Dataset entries

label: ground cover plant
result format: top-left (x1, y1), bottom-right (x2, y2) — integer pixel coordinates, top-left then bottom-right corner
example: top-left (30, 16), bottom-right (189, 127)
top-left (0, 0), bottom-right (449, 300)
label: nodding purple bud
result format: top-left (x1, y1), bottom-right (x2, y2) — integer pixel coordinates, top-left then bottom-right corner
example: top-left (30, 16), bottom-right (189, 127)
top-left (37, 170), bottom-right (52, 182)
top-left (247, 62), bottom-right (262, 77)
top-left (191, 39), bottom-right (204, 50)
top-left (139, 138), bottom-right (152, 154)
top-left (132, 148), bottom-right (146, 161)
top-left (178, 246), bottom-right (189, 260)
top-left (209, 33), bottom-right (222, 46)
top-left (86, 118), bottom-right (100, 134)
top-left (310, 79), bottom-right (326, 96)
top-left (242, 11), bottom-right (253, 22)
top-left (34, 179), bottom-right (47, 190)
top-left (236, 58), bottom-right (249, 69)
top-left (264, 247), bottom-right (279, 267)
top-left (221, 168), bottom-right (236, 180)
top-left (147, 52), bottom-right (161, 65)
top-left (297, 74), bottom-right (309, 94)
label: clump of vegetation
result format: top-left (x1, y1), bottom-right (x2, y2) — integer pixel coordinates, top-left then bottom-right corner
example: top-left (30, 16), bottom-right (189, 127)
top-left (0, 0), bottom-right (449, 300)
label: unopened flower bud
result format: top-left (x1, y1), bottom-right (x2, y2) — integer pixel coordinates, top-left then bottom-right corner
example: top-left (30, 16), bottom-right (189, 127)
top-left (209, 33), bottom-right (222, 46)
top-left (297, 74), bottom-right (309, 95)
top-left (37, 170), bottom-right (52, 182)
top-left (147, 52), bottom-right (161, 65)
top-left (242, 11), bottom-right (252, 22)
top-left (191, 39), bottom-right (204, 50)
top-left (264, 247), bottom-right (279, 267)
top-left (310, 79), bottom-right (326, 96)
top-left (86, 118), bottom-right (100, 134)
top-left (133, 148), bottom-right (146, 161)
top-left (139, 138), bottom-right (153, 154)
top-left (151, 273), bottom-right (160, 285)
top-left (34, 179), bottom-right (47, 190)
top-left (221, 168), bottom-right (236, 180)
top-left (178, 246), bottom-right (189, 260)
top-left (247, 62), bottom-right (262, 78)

Task item – In the data above, which lines have "label"? Report each of them.

Answer space –
label: ground cover plant
label: nodding purple bud
label: clump of vegetation
label: unopened flower bud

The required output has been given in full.